Father Marx said the Catholic "faith is increasingly weak" in Ireland and the Irish "may have lost the battle already" against abortion becoming available in this State. Ireland had "a very anti-life government" and "a very bad form of sex education", he said.

"I don't believe in ignorance on such matters; I think we have to educate in human sexuality, but with prudence and always with morality". Instead, a lot of "confused youths" were teaching in "so-called Catholic schools".

He criticised priests for "never saying anything about contraception" and not reminding their flocks that the "pill is an abortifacient". The programme of the Catholic marriage agency, ACCORD, was "very disappointing" in that they "do not oppose contraception . . . I'm surprised the bishops allow it".

Mr Patrick McCrystal, the Executive Director of Human Life International (Ireland), said he "fully stands behind Archbishop Connell's words in terms of the disruption that contraception has caused to society". Couples who used contraception were "separating the sexual function from the creative dimension . . . Sex for its own purpose gets you into areas such as rape, prostitution and paedophilia, fornication and ultimately abortion".

> _Brief_: Carry on the news excerpt about Catholic views on contraception and abortion in Ireland, starting right after its last sentence. The rows have nothing to do with the news excerpt.

[Point-per-instance localization data]
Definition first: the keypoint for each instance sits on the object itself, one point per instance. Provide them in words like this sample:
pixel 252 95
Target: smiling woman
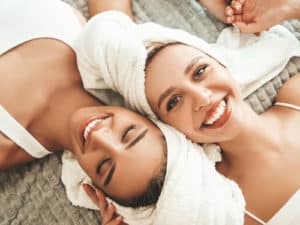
pixel 192 85
pixel 122 152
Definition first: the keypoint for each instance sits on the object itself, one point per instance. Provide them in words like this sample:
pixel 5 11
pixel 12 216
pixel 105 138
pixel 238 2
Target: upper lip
pixel 89 120
pixel 212 109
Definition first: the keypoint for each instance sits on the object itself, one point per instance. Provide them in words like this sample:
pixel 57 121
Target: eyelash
pixel 199 71
pixel 131 127
pixel 173 102
pixel 196 76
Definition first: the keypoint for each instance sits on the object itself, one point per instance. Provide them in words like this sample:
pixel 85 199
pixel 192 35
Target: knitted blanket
pixel 34 195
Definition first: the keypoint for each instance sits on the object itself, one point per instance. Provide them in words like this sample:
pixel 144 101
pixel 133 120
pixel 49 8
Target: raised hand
pixel 253 16
pixel 216 8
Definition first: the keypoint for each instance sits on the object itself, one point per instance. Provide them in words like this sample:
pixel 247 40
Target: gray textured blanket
pixel 34 195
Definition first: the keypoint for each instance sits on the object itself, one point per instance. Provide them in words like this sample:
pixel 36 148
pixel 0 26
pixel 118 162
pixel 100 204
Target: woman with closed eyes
pixel 187 85
pixel 44 107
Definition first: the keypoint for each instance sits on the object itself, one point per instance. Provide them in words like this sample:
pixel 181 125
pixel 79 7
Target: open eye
pixel 128 133
pixel 199 71
pixel 173 102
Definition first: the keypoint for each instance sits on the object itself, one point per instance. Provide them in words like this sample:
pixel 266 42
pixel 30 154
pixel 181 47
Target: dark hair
pixel 152 193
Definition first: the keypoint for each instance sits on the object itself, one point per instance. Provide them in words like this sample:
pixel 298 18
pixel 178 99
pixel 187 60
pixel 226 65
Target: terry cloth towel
pixel 116 48
pixel 193 191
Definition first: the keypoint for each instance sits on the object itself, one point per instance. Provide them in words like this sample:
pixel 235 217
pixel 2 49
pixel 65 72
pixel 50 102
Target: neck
pixel 68 98
pixel 259 137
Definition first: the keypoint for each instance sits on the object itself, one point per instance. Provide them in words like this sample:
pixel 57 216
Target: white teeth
pixel 217 114
pixel 89 127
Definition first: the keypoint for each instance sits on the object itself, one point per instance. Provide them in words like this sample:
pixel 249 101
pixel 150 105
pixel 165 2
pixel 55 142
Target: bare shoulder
pixel 79 16
pixel 290 91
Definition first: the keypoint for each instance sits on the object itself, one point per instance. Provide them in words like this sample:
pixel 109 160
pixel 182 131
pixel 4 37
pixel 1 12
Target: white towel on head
pixel 119 55
pixel 193 191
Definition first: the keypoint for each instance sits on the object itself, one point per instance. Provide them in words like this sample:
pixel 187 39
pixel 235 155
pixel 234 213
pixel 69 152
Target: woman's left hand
pixel 107 210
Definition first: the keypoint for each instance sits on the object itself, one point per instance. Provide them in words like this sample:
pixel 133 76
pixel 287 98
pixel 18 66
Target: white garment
pixel 21 21
pixel 289 214
pixel 193 191
pixel 118 57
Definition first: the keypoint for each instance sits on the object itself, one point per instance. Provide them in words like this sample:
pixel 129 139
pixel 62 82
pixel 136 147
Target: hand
pixel 216 8
pixel 107 210
pixel 252 16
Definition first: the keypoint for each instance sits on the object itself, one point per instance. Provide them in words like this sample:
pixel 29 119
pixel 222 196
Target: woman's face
pixel 194 93
pixel 119 149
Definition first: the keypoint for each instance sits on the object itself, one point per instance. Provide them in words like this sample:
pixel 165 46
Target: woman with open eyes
pixel 44 107
pixel 187 87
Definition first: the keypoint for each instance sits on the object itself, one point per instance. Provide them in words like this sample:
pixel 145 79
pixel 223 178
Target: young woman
pixel 44 107
pixel 194 92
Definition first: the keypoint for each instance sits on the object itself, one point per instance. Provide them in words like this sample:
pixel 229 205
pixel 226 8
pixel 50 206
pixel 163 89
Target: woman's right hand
pixel 107 210
pixel 259 15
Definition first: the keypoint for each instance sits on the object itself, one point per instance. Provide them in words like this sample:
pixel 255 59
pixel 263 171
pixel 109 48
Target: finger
pixel 242 2
pixel 236 6
pixel 102 202
pixel 229 11
pixel 230 19
pixel 237 18
pixel 109 214
pixel 248 27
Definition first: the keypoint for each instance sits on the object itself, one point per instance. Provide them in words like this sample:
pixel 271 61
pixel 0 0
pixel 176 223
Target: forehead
pixel 176 53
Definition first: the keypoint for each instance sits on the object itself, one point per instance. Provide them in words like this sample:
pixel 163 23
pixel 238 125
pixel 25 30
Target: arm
pixel 98 6
pixel 216 8
pixel 260 15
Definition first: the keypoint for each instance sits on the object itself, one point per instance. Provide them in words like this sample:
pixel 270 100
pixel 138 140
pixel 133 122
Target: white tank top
pixel 289 214
pixel 21 21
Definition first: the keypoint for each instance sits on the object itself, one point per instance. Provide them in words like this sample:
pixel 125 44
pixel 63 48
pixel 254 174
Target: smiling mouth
pixel 91 124
pixel 218 115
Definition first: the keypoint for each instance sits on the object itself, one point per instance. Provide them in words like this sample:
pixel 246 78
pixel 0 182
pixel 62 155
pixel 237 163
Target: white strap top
pixel 21 21
pixel 12 129
pixel 289 214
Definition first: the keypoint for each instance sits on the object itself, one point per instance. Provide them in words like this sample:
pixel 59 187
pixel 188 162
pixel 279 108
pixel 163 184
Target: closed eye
pixel 173 102
pixel 126 133
pixel 199 71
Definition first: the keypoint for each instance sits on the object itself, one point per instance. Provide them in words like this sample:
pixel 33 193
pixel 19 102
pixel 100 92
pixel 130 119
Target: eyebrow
pixel 137 139
pixel 164 95
pixel 192 63
pixel 112 170
pixel 187 70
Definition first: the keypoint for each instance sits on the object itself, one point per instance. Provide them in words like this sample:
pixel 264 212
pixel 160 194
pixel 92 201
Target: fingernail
pixel 119 218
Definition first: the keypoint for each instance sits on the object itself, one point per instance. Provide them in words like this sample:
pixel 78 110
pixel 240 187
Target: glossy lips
pixel 91 124
pixel 217 116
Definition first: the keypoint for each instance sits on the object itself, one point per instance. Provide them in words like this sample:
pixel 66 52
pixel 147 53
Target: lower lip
pixel 223 119
pixel 86 122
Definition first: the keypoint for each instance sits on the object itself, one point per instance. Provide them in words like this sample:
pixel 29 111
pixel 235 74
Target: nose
pixel 201 96
pixel 105 141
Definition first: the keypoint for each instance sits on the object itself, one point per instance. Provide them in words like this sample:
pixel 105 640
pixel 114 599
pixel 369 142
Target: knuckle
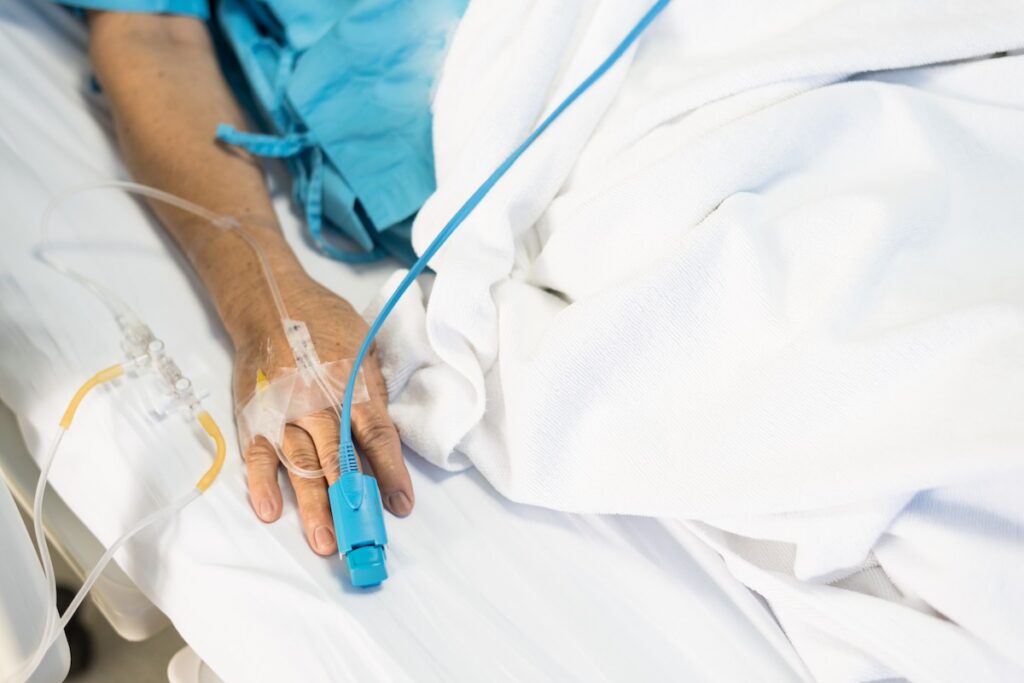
pixel 303 457
pixel 378 434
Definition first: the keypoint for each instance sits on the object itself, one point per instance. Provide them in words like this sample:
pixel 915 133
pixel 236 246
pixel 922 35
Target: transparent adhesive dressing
pixel 290 393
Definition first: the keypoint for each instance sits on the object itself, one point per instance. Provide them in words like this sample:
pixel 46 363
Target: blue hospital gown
pixel 342 89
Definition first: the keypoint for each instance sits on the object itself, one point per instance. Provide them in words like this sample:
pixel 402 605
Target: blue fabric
pixel 343 89
pixel 353 78
pixel 198 8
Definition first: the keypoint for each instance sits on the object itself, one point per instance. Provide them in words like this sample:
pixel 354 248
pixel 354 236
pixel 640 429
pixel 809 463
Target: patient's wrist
pixel 235 276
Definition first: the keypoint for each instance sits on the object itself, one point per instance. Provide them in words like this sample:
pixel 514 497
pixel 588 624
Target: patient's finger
pixel 379 440
pixel 310 494
pixel 323 427
pixel 261 473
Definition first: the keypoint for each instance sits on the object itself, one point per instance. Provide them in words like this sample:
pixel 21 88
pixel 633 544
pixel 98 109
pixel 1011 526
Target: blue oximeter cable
pixel 354 497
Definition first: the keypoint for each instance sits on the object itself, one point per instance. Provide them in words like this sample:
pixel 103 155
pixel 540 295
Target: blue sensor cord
pixel 354 498
pixel 347 450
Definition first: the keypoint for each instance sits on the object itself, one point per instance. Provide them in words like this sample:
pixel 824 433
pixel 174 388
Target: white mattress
pixel 481 589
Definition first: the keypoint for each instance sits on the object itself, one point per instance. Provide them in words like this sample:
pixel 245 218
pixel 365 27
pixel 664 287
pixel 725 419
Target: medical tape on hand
pixel 292 394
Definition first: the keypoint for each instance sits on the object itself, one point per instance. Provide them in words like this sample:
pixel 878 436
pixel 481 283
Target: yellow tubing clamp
pixel 205 421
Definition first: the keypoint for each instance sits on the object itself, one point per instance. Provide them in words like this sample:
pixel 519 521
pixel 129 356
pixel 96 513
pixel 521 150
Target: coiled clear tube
pixel 123 311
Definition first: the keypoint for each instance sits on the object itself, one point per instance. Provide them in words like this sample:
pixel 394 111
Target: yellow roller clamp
pixel 102 376
pixel 205 420
pixel 211 428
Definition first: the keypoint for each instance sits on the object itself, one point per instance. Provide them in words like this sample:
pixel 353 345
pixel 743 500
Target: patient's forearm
pixel 168 95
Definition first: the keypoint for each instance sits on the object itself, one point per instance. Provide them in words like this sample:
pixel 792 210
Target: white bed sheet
pixel 481 589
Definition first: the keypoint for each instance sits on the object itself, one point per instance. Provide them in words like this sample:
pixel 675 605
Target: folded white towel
pixel 766 274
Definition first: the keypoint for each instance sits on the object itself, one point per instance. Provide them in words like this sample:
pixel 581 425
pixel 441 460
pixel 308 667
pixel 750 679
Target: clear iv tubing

> _Written response_:
Archbishop Connell "was right when he said that children conceived as a technological product are definitely viewed differently than children conceived in the natural context".

Mr McCrystal said that when couples attempted to have children by in vitro fertilisation, "the embryos that are deemed deformed or inferior are discarded". Even the embryos that were preserved were conceived in a "clinical, cold, hostile environment with no rights of protection against being washed down the sink or whatever. A child has the right to be conceived in a proper manner in its mother's body," he argued.

Couples who could not have children should use means that are "acceptable in a moral sense" such as those which involved "hormonal manipulation of the oestrogens in the woman's cycles . . . "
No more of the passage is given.